EXERCISE AIM: Write the records out again in full, word for word.
* * *
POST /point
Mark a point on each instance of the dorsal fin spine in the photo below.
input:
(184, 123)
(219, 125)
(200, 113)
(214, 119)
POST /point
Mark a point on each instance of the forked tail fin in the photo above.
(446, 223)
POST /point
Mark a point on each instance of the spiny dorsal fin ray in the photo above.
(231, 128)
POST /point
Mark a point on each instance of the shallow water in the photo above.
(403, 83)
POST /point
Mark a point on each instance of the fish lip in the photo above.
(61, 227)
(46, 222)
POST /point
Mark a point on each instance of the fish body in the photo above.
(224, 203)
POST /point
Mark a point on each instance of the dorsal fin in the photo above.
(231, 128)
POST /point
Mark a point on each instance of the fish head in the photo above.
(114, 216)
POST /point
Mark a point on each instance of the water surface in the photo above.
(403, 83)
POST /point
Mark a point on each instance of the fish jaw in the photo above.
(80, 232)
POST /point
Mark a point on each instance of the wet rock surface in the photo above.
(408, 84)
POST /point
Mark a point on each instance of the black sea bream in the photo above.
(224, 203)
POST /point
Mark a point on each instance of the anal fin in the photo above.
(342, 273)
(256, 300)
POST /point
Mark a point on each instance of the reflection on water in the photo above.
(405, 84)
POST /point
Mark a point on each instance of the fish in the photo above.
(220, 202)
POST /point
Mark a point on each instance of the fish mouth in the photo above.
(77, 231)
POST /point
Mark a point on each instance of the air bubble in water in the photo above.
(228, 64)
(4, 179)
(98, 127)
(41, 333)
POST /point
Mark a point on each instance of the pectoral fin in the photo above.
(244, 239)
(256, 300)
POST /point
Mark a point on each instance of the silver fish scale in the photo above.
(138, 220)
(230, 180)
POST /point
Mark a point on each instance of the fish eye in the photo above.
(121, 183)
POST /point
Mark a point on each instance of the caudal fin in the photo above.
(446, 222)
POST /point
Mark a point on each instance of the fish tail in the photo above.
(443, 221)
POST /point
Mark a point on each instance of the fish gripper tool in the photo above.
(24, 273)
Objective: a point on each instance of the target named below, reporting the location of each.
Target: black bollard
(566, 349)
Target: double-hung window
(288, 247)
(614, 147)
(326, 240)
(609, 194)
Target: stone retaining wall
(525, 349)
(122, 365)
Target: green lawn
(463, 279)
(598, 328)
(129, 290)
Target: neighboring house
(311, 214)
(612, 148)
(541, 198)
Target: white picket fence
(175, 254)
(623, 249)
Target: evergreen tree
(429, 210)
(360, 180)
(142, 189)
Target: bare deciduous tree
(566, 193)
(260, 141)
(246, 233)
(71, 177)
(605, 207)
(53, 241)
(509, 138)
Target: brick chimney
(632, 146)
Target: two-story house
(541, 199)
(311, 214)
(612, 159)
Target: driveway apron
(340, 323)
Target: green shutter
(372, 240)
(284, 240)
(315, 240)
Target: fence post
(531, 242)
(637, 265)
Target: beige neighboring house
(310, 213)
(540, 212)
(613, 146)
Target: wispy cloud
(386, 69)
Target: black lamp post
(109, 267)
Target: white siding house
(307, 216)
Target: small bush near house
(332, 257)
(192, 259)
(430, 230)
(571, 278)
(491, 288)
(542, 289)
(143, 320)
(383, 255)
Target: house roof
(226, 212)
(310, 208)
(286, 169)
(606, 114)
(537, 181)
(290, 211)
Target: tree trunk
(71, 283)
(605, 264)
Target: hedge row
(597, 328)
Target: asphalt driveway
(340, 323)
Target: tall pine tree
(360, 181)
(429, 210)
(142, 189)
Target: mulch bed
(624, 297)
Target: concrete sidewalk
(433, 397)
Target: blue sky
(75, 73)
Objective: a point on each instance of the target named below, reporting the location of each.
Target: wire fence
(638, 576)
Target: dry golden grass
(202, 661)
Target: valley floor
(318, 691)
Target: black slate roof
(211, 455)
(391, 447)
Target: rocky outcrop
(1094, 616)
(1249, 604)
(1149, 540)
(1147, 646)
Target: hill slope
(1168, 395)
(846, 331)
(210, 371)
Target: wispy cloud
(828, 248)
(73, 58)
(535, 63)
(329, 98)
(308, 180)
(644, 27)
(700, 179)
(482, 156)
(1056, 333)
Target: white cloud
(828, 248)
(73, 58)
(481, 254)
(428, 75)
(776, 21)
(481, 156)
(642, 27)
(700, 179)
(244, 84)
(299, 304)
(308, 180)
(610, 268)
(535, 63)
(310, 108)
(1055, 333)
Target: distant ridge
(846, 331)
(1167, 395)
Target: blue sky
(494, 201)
* * *
YOUR RESPONSE:
POST /point
Mark a point on each instance of the dorsal fin spine in the photo below.
input:
(184, 123)
(219, 125)
(200, 113)
(214, 119)
POST /point
Mark a point on each instance of the forked tail fin in the photo above.
(446, 223)
POST /point
Mark a point on each instance of the spiny dorsal fin ray in the photo above.
(231, 128)
POST /point
Mark a point on each instance of the shallow water in the photo above.
(403, 83)
POST /point
Mark a point on each instance of the fish lip in the photo above.
(61, 227)
(46, 222)
POST /point
Mark a point on each instance of the fish body in the photo above.
(224, 203)
POST /point
Mark a point on each instance of the dorsal fin in the photo above.
(231, 128)
POST /point
Mark a point on each instance of the fish head in the photo above.
(114, 216)
POST /point
Mark a point on each instance of the water surface in the photo above.
(403, 83)
POST /point
Mark a point on each instance of the fish jaw in the photo above.
(80, 232)
POST /point
Mark a point on each instance of the wet rock surface in the photo above.
(408, 84)
POST /point
Mark a point on each instance of the black sea bream in the photo above.
(224, 203)
POST /point
Mark a point on each instance of the anal fin in the photo above.
(342, 273)
(256, 300)
POST /point
Mark a point on each instance of the reflection on water in the photo above.
(405, 84)
POST /point
Mark a point on each instance of the fish in the photo above.
(220, 202)
POST /point
Mark a point on each instance of the fish mouth in the photo above.
(77, 231)
POST /point
Mark a point on each instance of the air bubble in water in the photo above.
(228, 64)
(4, 179)
(98, 127)
(41, 333)
POST /point
Mark a point on each instance of the pectoral fin in the photo above.
(244, 239)
(256, 300)
POST /point
Mark a point on each instance of the silver fish scale in the photo above.
(138, 220)
(230, 180)
POST /point
Mark a point on each instance of the fish eye in the photo above.
(121, 183)
POST /point
Mark a point on each instance of the caudal fin in the photo above.
(446, 222)
POST /point
Mark a point on each instance of the fish tail in the photo above.
(443, 221)
POST /point
Mark a point on each instance of the fish gripper tool in the photo above.
(24, 273)
Objective: a point on each instance of the target named below, reporting the location of each.
Target: black bollard
(566, 349)
Target: double-hung window
(288, 247)
(614, 147)
(326, 240)
(609, 194)
Target: stone retaining wall
(525, 349)
(122, 365)
Target: green lawn
(463, 279)
(598, 328)
(129, 290)
Target: neighboring house
(311, 214)
(612, 148)
(541, 198)
Target: white picket fence
(175, 254)
(623, 249)
Target: evergreen tree
(429, 210)
(360, 180)
(142, 189)
Target: bare deciduous tree
(566, 193)
(260, 141)
(246, 233)
(71, 177)
(605, 207)
(53, 241)
(509, 138)
Target: brick chimney
(632, 146)
Target: two-story house
(541, 199)
(311, 214)
(612, 159)
Target: driveway apron
(340, 323)
Target: green shutter
(372, 240)
(284, 240)
(315, 240)
Target: fence post
(531, 242)
(637, 265)
Target: beige neighboring house
(310, 213)
(540, 212)
(613, 146)
Target: wispy cloud
(386, 69)
Target: black lamp post
(109, 267)
Target: white siding house
(307, 216)
Target: small bush near house
(332, 257)
(192, 259)
(430, 230)
(571, 278)
(491, 288)
(542, 289)
(143, 320)
(383, 255)
Target: house roof
(226, 212)
(310, 208)
(286, 169)
(606, 114)
(537, 181)
(290, 211)
Target: tree trunk
(71, 283)
(605, 264)
Target: hedge row
(597, 328)
Target: asphalt driveway
(340, 323)
Target: tall pine tree
(360, 181)
(429, 210)
(142, 189)
Target: mulch bed
(624, 297)
Target: concrete sidewalk
(433, 397)
Target: blue sky
(75, 73)
Objective: a point on each instance of the target named below, reporting the location of each.
Target: wire fence
(638, 576)
Target: dry golden grass
(202, 661)
Target: valley floor
(318, 691)
Target: black slate roof
(211, 455)
(391, 447)
Target: rocky outcrop
(1094, 616)
(1249, 604)
(1149, 540)
(1147, 646)
Target: hill slope
(1168, 395)
(846, 331)
(210, 371)
Target: wispy cloud
(828, 248)
(73, 58)
(535, 63)
(329, 98)
(308, 180)
(644, 27)
(700, 179)
(482, 156)
(1056, 333)
Target: white cloud
(828, 248)
(73, 58)
(481, 254)
(428, 75)
(776, 21)
(481, 156)
(642, 27)
(700, 179)
(244, 84)
(299, 304)
(308, 180)
(610, 268)
(535, 63)
(310, 108)
(1055, 333)
Target: distant ridge
(846, 331)
(1167, 395)
Target: blue sky
(494, 201)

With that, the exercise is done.